» WORK INSTRUCTIONS
Word for word, copy the line containing "Which pixel lies on the man's short hair?" and every line after it in the records below, leaving pictures out.

» DATA RECORDS

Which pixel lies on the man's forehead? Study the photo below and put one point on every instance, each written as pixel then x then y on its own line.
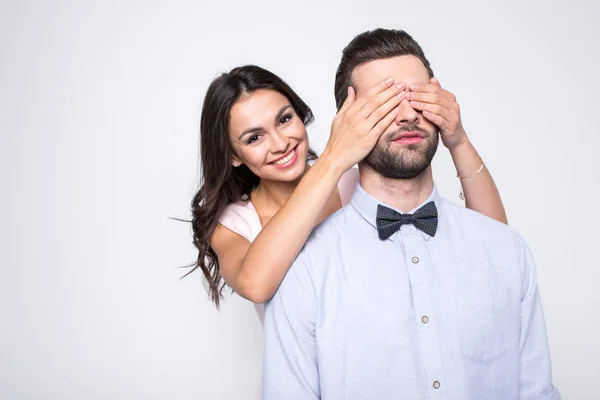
pixel 408 69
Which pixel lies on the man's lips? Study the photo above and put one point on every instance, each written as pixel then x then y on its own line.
pixel 409 137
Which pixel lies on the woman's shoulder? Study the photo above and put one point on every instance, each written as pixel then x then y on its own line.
pixel 347 184
pixel 241 218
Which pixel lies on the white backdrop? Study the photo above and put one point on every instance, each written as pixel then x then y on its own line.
pixel 99 112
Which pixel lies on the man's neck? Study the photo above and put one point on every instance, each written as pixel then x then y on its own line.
pixel 402 194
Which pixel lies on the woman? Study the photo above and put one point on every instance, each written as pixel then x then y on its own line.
pixel 260 198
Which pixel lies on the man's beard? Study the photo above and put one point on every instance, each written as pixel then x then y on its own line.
pixel 406 163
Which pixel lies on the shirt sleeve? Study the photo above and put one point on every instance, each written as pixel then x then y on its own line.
pixel 290 359
pixel 536 370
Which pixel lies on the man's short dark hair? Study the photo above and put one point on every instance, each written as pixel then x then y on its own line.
pixel 374 45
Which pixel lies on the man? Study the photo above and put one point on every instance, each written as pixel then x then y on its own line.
pixel 403 294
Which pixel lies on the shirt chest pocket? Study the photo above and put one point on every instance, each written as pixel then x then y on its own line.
pixel 489 320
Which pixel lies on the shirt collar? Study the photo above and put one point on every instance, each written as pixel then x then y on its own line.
pixel 366 206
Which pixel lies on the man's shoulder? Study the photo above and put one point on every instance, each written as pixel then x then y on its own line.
pixel 476 223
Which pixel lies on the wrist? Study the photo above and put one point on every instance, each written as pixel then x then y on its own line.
pixel 330 164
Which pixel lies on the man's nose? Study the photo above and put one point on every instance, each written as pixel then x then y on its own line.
pixel 406 114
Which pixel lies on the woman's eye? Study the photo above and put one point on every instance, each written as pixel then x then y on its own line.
pixel 252 139
pixel 285 119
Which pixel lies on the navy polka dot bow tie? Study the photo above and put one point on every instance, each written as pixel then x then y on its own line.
pixel 389 221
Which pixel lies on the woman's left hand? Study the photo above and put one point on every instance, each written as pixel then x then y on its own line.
pixel 440 107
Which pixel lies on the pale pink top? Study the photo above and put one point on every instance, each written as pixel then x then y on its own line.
pixel 242 218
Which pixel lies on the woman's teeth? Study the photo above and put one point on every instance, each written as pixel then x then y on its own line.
pixel 286 159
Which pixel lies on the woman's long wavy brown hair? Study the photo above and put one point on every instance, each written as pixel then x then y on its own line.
pixel 222 184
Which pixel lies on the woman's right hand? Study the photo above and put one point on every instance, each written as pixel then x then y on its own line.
pixel 361 121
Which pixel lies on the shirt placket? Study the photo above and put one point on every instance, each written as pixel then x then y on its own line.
pixel 418 264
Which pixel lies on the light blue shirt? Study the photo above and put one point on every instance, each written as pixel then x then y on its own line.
pixel 455 316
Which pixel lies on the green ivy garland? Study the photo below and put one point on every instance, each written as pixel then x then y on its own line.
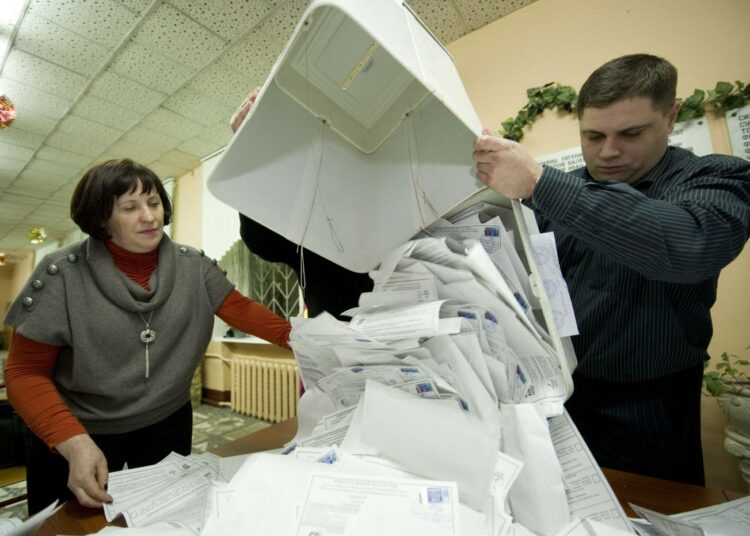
pixel 725 96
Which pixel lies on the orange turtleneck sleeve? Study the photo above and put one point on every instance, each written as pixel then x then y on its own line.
pixel 30 366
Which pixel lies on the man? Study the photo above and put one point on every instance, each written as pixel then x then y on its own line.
pixel 643 232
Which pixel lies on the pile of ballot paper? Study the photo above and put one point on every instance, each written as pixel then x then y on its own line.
pixel 438 409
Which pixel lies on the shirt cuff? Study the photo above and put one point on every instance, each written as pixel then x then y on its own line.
pixel 555 193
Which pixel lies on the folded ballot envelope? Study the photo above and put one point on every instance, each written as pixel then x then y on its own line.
pixel 361 135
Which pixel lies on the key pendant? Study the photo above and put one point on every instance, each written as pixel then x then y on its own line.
pixel 148 336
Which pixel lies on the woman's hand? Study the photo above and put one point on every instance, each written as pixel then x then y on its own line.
pixel 87 473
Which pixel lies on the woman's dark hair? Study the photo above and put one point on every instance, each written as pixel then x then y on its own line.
pixel 627 77
pixel 94 196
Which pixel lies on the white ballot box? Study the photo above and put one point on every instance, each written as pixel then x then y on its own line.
pixel 361 136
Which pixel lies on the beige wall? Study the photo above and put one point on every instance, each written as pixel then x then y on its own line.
pixel 563 41
pixel 188 209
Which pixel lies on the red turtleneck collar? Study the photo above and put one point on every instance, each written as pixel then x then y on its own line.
pixel 137 266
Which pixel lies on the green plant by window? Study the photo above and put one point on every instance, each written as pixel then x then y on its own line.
pixel 548 96
pixel 725 372
pixel 725 96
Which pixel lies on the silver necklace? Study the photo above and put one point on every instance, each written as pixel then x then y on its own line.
pixel 148 336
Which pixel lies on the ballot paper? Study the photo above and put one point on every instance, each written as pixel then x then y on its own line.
pixel 366 506
pixel 726 519
pixel 16 527
pixel 174 490
pixel 440 442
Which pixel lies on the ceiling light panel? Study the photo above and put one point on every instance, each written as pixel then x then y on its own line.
pixel 179 37
pixel 43 75
pixel 228 19
pixel 105 22
pixel 125 92
pixel 150 68
pixel 108 113
pixel 55 44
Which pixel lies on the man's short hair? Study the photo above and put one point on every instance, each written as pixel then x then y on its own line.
pixel 627 77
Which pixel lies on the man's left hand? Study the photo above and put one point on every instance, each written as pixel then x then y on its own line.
pixel 505 166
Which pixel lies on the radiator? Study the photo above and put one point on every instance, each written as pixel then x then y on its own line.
pixel 266 388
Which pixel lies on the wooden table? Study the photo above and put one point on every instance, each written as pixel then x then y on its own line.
pixel 660 495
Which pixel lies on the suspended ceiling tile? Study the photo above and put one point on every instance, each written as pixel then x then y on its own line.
pixel 18 136
pixel 200 147
pixel 150 68
pixel 223 84
pixel 139 153
pixel 257 52
pixel 171 123
pixel 198 107
pixel 125 92
pixel 479 13
pixel 229 19
pixel 155 140
pixel 179 38
pixel 284 19
pixel 53 168
pixel 87 129
pixel 55 44
pixel 50 182
pixel 164 170
pixel 441 18
pixel 103 21
pixel 16 152
pixel 53 154
pixel 10 167
pixel 136 6
pixel 74 144
pixel 107 113
pixel 48 214
pixel 31 121
pixel 220 134
pixel 29 98
pixel 180 159
pixel 43 75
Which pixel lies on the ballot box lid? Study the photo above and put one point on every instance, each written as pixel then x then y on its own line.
pixel 362 135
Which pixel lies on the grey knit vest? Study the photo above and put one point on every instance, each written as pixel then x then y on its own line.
pixel 78 299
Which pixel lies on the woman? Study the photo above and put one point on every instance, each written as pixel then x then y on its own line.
pixel 108 333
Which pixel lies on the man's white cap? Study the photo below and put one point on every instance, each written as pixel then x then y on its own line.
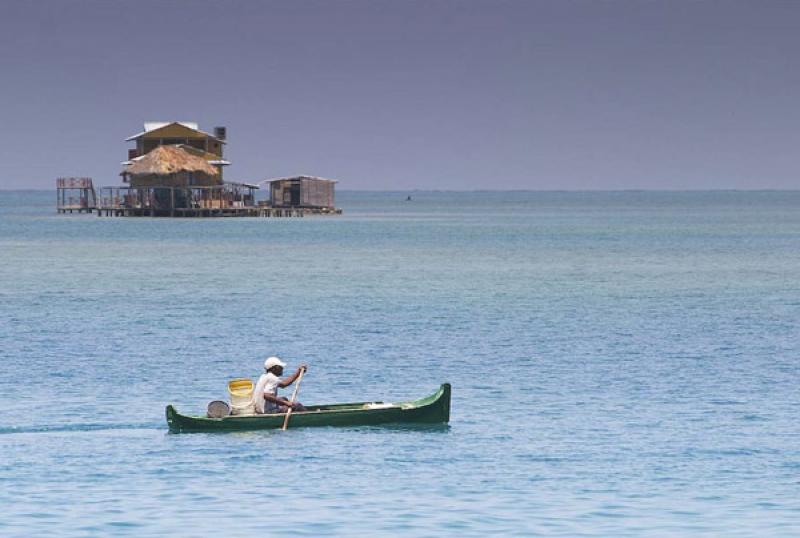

» FINISHED EXERCISE
Which pixel lies on the man's short hair? Study the photo above and put one point on every instance, each written as pixel then x then y on its own line.
pixel 627 77
Which pixel lies on the man's left hand? Study the photo above and put one point on every instance, each written as pixel then x then y on its own line.
pixel 505 166
Which pixel lies on the radiator? Study the photo above and put one point on every instance, each written as pixel then x then y on its own line.
pixel 266 388
Which pixel lies on the wooden table? Study the photo above and put one point on every instance, each written as pixel then x then y on its own line.
pixel 660 495
Which pixel lies on the suspended ceiling tile? Study the photo above and put one point on every instance, each written as pixel then x then y on its own line.
pixel 18 136
pixel 200 147
pixel 150 68
pixel 223 84
pixel 139 153
pixel 257 52
pixel 171 123
pixel 198 107
pixel 125 92
pixel 479 13
pixel 229 19
pixel 155 140
pixel 179 38
pixel 284 19
pixel 53 168
pixel 87 129
pixel 55 44
pixel 50 182
pixel 164 170
pixel 441 18
pixel 103 21
pixel 16 152
pixel 53 154
pixel 10 167
pixel 136 6
pixel 74 144
pixel 107 113
pixel 48 214
pixel 31 121
pixel 220 134
pixel 29 98
pixel 180 159
pixel 43 75
Which pixel lies on the ballot box lid? Study the photo above and put one point on every instance, each written as pixel then x then y on its own line.
pixel 362 135
Which pixel lies on the grey knit vest? Study the photo above and put one point on every instance, each written as pixel then x then y on its own line.
pixel 78 299
Which pixel lies on the woman? Study the photo above and put one point on every instance, each written as pixel then x then y on its own line.
pixel 108 333
Which pixel lies on the man's white cap? Study the photo below and put one point on every instance, each written as pixel then x then y on its own line.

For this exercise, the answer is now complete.